Without changing a single word, write out every entry.

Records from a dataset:
-- Opening Marker --

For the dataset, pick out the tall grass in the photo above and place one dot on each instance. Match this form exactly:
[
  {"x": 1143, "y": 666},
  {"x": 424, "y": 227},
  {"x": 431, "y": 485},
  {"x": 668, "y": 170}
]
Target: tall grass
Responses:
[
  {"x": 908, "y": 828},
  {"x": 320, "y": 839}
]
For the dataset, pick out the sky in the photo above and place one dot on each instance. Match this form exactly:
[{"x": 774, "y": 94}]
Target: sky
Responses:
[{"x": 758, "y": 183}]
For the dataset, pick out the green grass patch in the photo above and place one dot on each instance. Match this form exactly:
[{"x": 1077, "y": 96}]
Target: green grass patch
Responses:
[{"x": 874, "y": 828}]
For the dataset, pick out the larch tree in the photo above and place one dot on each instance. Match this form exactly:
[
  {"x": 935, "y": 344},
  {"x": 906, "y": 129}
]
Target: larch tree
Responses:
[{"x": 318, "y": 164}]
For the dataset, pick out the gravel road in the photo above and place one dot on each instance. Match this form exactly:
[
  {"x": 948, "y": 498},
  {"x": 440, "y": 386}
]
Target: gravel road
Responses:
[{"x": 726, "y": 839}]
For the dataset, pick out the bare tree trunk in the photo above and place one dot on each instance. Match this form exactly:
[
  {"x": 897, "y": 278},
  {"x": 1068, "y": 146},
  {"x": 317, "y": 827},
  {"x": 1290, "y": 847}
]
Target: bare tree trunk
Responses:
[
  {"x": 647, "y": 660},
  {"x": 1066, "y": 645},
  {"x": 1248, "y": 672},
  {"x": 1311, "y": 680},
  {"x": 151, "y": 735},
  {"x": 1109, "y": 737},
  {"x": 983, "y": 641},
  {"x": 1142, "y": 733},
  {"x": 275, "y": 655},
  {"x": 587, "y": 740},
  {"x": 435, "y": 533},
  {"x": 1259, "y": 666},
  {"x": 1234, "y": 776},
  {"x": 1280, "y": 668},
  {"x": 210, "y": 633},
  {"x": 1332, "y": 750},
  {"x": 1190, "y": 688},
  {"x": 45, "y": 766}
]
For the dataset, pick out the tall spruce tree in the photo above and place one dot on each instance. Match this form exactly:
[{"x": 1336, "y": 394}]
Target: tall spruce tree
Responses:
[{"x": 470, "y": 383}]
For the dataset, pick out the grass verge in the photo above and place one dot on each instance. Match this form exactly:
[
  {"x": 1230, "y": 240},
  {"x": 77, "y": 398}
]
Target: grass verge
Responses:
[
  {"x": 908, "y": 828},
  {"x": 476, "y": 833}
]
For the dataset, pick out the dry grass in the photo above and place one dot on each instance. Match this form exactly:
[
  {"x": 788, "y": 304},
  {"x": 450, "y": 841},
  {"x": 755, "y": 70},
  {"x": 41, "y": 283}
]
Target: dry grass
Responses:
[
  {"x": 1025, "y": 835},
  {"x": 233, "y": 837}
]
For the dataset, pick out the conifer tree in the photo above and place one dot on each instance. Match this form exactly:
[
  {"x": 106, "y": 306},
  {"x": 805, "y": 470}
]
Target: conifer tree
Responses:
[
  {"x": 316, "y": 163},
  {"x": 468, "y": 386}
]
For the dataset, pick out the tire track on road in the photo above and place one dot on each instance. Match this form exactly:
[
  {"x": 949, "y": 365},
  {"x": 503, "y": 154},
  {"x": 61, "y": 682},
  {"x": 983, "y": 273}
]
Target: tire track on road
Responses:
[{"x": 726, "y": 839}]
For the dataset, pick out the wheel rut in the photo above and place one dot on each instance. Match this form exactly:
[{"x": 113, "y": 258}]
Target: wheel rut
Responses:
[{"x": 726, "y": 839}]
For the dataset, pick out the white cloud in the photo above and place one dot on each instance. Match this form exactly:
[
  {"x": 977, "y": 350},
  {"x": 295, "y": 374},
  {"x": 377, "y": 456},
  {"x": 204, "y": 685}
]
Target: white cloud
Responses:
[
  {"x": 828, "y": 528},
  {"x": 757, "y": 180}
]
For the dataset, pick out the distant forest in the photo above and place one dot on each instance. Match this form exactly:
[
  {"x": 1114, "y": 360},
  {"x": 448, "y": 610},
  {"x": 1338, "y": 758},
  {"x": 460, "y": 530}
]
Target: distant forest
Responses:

-- Closing Marker --

**Result of this exercise**.
For the dataset, pick out the tall grass in the photo above and place one dot on each instance. Match this form exactly:
[
  {"x": 1143, "y": 666},
  {"x": 424, "y": 227},
  {"x": 431, "y": 485},
  {"x": 668, "y": 170}
]
Target: tall grass
Responses:
[
  {"x": 908, "y": 828},
  {"x": 320, "y": 839}
]
For the dataset, pick out the sky in the photo above and place one dot on each instance. Match this form exactly:
[{"x": 774, "y": 94}]
Target: sky
Responses:
[{"x": 758, "y": 183}]
For the dataset, pick out the green grass patch in the photo above and place one dot on each instance. Match this form exactly:
[{"x": 1077, "y": 96}]
Target: green grass patch
Responses:
[{"x": 874, "y": 828}]
For the dataset, pick out the larch tree in the photo above and place one dot on each instance. Match this form exactly:
[
  {"x": 935, "y": 344},
  {"x": 906, "y": 129}
]
Target: larch tree
Responses:
[{"x": 318, "y": 164}]
For the dataset, pick out the gravel road in the photo above and place one dot on each instance. Match this form exactly:
[
  {"x": 948, "y": 498},
  {"x": 440, "y": 386}
]
Target: gravel road
Responses:
[{"x": 726, "y": 839}]
For the dataset, pick out the bare tree trunk in the photo above and place one dot on each instance. Match this form exactly:
[
  {"x": 897, "y": 278},
  {"x": 1068, "y": 146},
  {"x": 317, "y": 827},
  {"x": 1290, "y": 847}
]
Target: bare tree trunk
Responses:
[
  {"x": 647, "y": 660},
  {"x": 1066, "y": 645},
  {"x": 1248, "y": 672},
  {"x": 1311, "y": 680},
  {"x": 151, "y": 735},
  {"x": 1109, "y": 737},
  {"x": 983, "y": 641},
  {"x": 1142, "y": 733},
  {"x": 275, "y": 655},
  {"x": 587, "y": 740},
  {"x": 435, "y": 533},
  {"x": 1259, "y": 666},
  {"x": 1234, "y": 776},
  {"x": 1280, "y": 668},
  {"x": 210, "y": 633},
  {"x": 1332, "y": 750},
  {"x": 1190, "y": 688},
  {"x": 45, "y": 766}
]
For the dataset, pick out the tall spruce tree in the photo above and place one dot on each instance. Match this form exactly:
[{"x": 1336, "y": 394}]
Target: tall spruce tree
Responses:
[{"x": 470, "y": 383}]
For the dataset, pick out the grass verge in the photo above and place one dot on each instance. Match this form exactly:
[
  {"x": 1230, "y": 240},
  {"x": 77, "y": 398}
]
Target: grass verge
Responses:
[
  {"x": 908, "y": 828},
  {"x": 476, "y": 833}
]
For the dataset, pick out the dry grass in the photo above and place one dot on each instance. Match this form exactly:
[
  {"x": 788, "y": 304},
  {"x": 450, "y": 841},
  {"x": 755, "y": 70},
  {"x": 41, "y": 283}
]
Target: dry grass
Responses:
[
  {"x": 1025, "y": 835},
  {"x": 233, "y": 837}
]
For the dataset, pick out the conifer tree in the photo above and place one dot on each instance. Match this form exactly:
[
  {"x": 106, "y": 306},
  {"x": 805, "y": 470}
]
Target: conifer tree
Responses:
[
  {"x": 316, "y": 163},
  {"x": 468, "y": 386}
]
For the dataset, pick out the tire track on road in the photo above and place one dot on each instance. Match this form exactly:
[
  {"x": 949, "y": 365},
  {"x": 503, "y": 154},
  {"x": 61, "y": 682},
  {"x": 983, "y": 273}
]
Target: tire track on road
Responses:
[{"x": 726, "y": 839}]
For the dataset, pick out the wheel rut in the photo above and place one dot on each instance. Match this form exactly:
[{"x": 113, "y": 258}]
Target: wheel rut
Responses:
[{"x": 726, "y": 839}]
For the dataset, pick out the white cloud in the photo above and place one dot on each instance. Match this form exactly:
[
  {"x": 977, "y": 350},
  {"x": 295, "y": 374},
  {"x": 377, "y": 456},
  {"x": 204, "y": 685}
]
Target: white cloud
Responses:
[
  {"x": 828, "y": 528},
  {"x": 757, "y": 180}
]
For the dataset, pick out the distant forest in the photo above and place one dot on each instance. Match this form exactly:
[
  {"x": 1114, "y": 360},
  {"x": 448, "y": 610},
  {"x": 1338, "y": 758},
  {"x": 460, "y": 530}
]
Target: distant forest
Responses:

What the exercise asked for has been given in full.